# THE PROBLEM:
Count the lines in the items below that contain the string "leather", treating uppercase and lowercase as different. Reply with the number alone.

── SOURCE RECORDS

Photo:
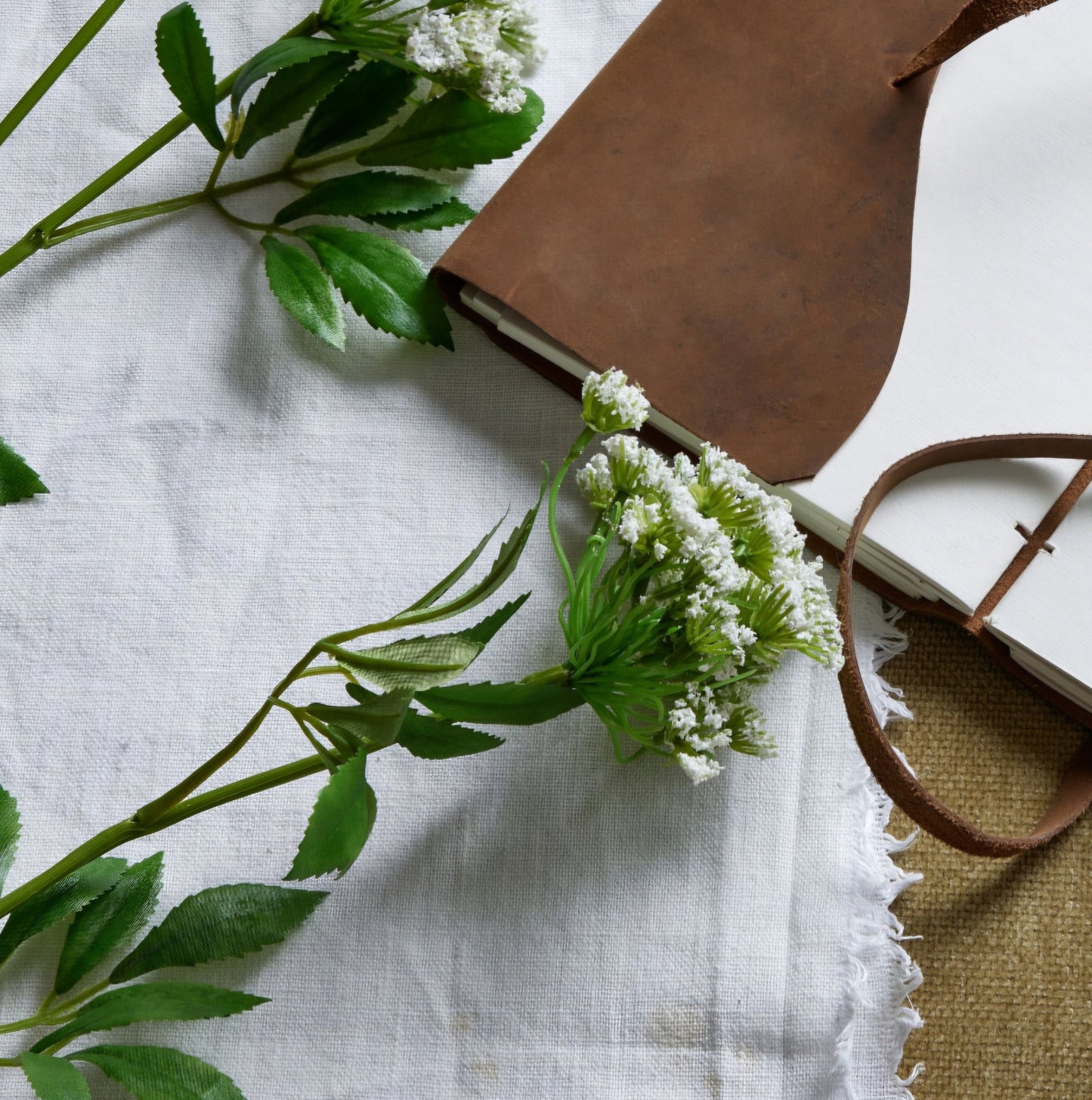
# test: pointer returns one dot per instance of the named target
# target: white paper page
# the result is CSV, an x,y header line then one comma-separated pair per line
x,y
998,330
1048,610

────
── SOURCE RECORDS

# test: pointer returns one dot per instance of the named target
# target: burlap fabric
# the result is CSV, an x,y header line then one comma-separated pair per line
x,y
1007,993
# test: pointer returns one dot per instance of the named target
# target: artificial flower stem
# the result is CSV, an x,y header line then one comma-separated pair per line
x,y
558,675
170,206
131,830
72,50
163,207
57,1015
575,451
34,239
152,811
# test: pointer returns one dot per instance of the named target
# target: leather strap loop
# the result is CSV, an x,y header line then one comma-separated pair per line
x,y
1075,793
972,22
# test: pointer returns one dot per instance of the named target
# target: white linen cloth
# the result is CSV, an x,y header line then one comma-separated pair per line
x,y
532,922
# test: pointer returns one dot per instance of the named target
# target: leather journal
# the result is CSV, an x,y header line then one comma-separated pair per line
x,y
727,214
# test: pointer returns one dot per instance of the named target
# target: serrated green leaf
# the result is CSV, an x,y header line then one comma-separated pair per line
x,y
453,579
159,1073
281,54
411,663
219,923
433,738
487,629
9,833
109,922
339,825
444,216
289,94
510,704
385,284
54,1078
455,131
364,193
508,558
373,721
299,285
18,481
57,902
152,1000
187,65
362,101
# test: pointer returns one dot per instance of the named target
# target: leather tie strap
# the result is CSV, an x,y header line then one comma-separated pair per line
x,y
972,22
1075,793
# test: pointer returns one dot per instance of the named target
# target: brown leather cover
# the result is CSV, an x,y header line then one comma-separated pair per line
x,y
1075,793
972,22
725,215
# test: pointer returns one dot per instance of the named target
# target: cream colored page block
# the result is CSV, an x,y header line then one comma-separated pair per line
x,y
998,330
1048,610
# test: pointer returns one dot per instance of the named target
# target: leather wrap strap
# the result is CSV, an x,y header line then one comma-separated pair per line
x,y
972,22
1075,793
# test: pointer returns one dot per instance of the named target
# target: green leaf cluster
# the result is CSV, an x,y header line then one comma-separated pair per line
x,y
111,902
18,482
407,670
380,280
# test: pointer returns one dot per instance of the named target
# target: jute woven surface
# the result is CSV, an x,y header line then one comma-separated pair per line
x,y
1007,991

────
── SOURCE RECORDS

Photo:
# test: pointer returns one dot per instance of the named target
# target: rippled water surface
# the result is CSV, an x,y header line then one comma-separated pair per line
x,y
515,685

────

# COMPLETE ANSWER:
5